No era un gran gastrónomo cuando alcanzó el generalato por la brillante toma de Toulon, uno de los pocos aciertos de la película de Ridley Scott. Laura Junot, viuda del general Junot (apodado la Tempête), duquesa de Abrantes y amante de Balzac, recuerda en sus Memorias sobre la vida de Napoléon (Crítica) que por aquellos días tenía “una figura esquelética”. Todo eso lo cambiará Josefina, su gran amor. Ella sí era una gourmet.
“Mi vida, ¡qué novela!”, dijo Napoleón. Y no le faltaba razón. En 1804, el niño que robaba higos en Córcega, el joven famélico de madame Junot, ocupa el palacio de las Tullerías y el trono de Luis XVI. Mesas opulentas y etiquetas regias de una nueva aristocracia. Francia no solo conquistó la Europa continental con sus soldados; también con sus cocineros. Los primeros acabarán siendo derrotados; la cuisine française, no.

El cocinero Antoine (o Antonin) Carême
Es la época de Antoine Carême, al servicio de Talleyrand, el ministro de Asuntos Exteriores, pero que a veces también cocinó para la familia imperial. Decían que sus hojaldres parecían volar mecidos por el viento, de ahí el nombre de volován (según la RAE) o vol-au-vent. Rousseau (el chef, no el filósofo), Dunant, Guignet, Farcy y Laguipière, que murió en la desastrosa huida de Rusia, fueron otros cocineros de postín.
Pierre Branda (La saga des Bonaparte) afirma que la cocina de las Tullerías encargó en 1810, entre otras cosas, “252 kilos de azúcar, 6.000 huevos y media tonelada de mantequilla”. Es la época de la opulencia y del pollo a la Marengo (con vino blanco, tomate, ajo, huevos, cangrejos y picatostes), así llamado en honor a la victoria francesa de 1800. O del bizcocho puente de Arcole, del repostero Lebeau, admirado por el gran Carême.
En 1810, París adoptó el 'servicio a la rusa', plato tras plato, no todo a la vez”
El emperador adoraba el pollo rustido, la morcilla con compota de manzana, el estofado de cordero, las albóndigas… La pasta italiana y el parmesano eran su perdición; el alcohol, no: nunca se le vio ebrio y rebajaba su vino chambertin con agua. Pese a su sobriedad de puertas para adentro, la etiqueta era fastuosa en palacio, con un ejército de sirvientes (el prefecto De Lussy, creó más de 300 recetas con el pollo como ingrediente principal).

> [TAREAS POR REALIZAR]:
A. Indica si cada afirmación concuerda con el fragmento sobre la cocina de Napoleón: (i) Laura Junot recuerda que Napoleón tenía una figura esquelética en la época en que alcanzó el generalato; (ii) Napoleón se emborrachaba a menudo; (iii) Laguipière murió durante la huida de Rusia. Responde sí o no a cada una y cita literalmente las palabras del fragmento que lo deciden.
B. Retoma el fragmento sobre la cocina de Napoleón y continúalo a partir de su última frase.
Las entradas proceden de otra fuente.

Entradas de datos almacenadas
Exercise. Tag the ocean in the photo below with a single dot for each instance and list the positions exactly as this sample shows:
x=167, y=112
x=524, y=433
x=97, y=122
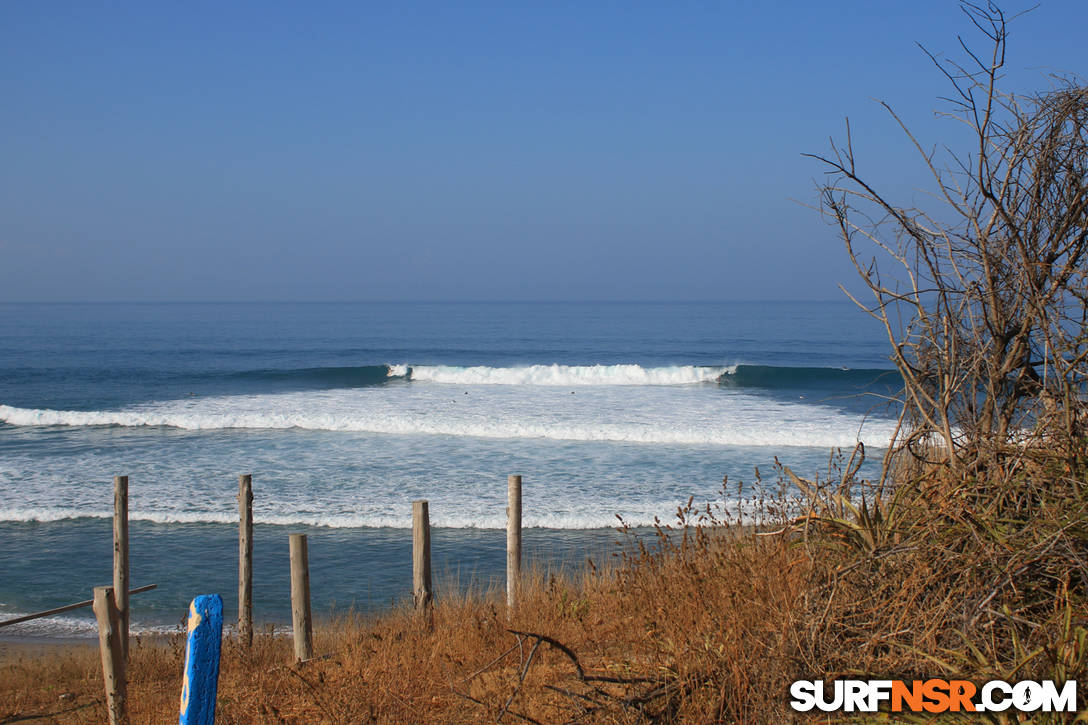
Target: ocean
x=344, y=414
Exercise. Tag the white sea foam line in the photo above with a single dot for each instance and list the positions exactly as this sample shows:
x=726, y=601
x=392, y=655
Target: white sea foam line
x=642, y=515
x=561, y=375
x=71, y=626
x=597, y=415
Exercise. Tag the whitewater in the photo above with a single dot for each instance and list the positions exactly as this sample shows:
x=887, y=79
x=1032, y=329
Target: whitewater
x=345, y=414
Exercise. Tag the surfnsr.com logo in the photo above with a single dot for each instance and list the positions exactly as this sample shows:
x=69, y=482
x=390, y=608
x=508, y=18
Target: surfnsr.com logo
x=934, y=696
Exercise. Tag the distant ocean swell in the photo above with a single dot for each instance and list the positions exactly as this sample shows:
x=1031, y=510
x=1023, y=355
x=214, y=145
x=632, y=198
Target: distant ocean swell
x=734, y=376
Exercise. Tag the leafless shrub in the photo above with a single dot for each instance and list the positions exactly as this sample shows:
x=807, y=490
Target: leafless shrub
x=983, y=295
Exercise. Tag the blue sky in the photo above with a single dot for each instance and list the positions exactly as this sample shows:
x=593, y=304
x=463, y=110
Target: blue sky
x=356, y=150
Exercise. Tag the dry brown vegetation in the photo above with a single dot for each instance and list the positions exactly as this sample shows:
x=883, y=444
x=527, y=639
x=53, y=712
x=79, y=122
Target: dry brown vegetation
x=707, y=623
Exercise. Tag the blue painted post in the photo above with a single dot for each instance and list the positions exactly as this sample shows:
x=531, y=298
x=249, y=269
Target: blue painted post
x=201, y=661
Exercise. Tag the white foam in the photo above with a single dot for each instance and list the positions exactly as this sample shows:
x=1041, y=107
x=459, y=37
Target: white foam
x=565, y=375
x=729, y=420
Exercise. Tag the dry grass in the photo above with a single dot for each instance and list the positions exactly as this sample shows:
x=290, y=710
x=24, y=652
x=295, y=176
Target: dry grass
x=708, y=623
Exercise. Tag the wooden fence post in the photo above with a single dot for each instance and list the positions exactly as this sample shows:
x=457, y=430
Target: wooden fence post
x=121, y=556
x=421, y=554
x=202, y=646
x=512, y=540
x=300, y=598
x=246, y=560
x=112, y=652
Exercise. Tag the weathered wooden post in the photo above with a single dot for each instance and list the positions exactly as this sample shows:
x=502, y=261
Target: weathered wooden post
x=300, y=598
x=112, y=652
x=246, y=560
x=512, y=540
x=202, y=644
x=421, y=554
x=121, y=556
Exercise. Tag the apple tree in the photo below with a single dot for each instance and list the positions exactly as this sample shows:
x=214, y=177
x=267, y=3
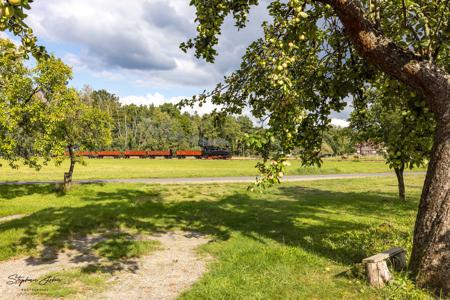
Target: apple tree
x=316, y=54
x=26, y=117
x=313, y=56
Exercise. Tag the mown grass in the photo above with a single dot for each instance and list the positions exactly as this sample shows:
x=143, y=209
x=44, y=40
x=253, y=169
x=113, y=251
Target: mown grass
x=297, y=241
x=160, y=168
x=70, y=283
x=116, y=250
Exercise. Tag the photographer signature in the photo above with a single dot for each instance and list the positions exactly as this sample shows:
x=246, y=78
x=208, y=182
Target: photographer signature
x=19, y=280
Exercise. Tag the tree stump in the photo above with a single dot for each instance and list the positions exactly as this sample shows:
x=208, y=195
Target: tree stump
x=377, y=268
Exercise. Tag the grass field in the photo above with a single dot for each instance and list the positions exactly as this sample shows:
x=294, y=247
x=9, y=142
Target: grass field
x=141, y=168
x=297, y=241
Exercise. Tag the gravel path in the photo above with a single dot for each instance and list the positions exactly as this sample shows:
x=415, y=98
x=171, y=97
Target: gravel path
x=206, y=180
x=166, y=273
x=10, y=218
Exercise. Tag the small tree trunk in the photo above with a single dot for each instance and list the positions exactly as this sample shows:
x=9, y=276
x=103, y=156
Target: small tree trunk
x=430, y=260
x=401, y=181
x=68, y=175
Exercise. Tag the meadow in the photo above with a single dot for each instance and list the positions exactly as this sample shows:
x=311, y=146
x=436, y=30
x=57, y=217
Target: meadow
x=296, y=241
x=161, y=168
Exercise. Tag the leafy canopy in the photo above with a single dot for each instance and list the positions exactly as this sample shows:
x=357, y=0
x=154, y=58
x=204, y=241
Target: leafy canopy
x=40, y=116
x=305, y=66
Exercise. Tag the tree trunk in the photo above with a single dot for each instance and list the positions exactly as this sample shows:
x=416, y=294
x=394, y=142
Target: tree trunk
x=430, y=260
x=68, y=175
x=401, y=182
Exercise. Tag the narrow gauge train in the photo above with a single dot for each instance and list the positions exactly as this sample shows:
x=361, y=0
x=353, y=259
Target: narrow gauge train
x=207, y=153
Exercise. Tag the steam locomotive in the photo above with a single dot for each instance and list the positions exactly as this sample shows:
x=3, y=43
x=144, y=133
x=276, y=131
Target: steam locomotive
x=208, y=152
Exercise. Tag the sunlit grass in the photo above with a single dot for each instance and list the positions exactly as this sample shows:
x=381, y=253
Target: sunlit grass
x=296, y=241
x=160, y=168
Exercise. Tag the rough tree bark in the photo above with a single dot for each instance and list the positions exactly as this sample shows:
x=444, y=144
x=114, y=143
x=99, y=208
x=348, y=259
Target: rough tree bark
x=430, y=261
x=401, y=182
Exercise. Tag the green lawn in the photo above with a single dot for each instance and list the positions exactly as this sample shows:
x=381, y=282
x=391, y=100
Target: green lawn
x=146, y=168
x=297, y=241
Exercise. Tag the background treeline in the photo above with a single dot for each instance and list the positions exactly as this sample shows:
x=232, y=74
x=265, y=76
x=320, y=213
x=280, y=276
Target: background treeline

> [RESPUESTAS]:
A.
(i) Sí: "por aquellos días tenía “una figura esquelética”".
(ii) No: "nunca se le vio ebrio".
(iii) Sí: "Laguipière, que murió en la desastrosa huida de Rusia".

B.
Salvo en las recepciones oficiales, explican otros biógrafos, Napoleón comía solo siempre que podía. Él, que impuso un protocolo riguroso, usaba en la intimidad “más los dedos que los cubiertos, olvidándose de la servilleta y manchando sus ropas”. No masticaba, tragaba. En unos minutos acababa, lo que explica sus malas digestiones, entre otros problemas (es archiconocido que sus hemorroides le jugaron una mala pasada en Waterloo).
El menú de Napoleón en Waterloo
Muslo de pollo, queso parmesano y vino rebajado con agua
Waterloo, en 1815, fue la derrota definitiva, pero el principio del fin se gestó tres años antes, en Rusia. La retirada se convirtió en una desbandada y hubo centenares de miles de muertos. Muchos desgraciados que lograron cruzar de vuelta el Niemen y llegar a zonas bien aprovisionadas murieron de atracones, como los supervivientes de los campos de concentración: después de tantas privaciones sus estómagos no lo resistieron.
La abdicación, Santa Elena... Y la muerte el 5 de mayo de 1821. La gloria y el fracaso. Trajo la desolación a infinidad de familias, dentro y fuera de Francia (“el gran hacedor de huérfanos y viudas”, lo llamó Chateaubriand). Sabemos, incluso, cuál fue su última cena: un caldo frío y agua de flor de naranjo. Pero nunca sabremos si antes de esa comida lo hubiera cambiado todo por volver al paraíso de la niñez y robar higos, allá, en Córcega.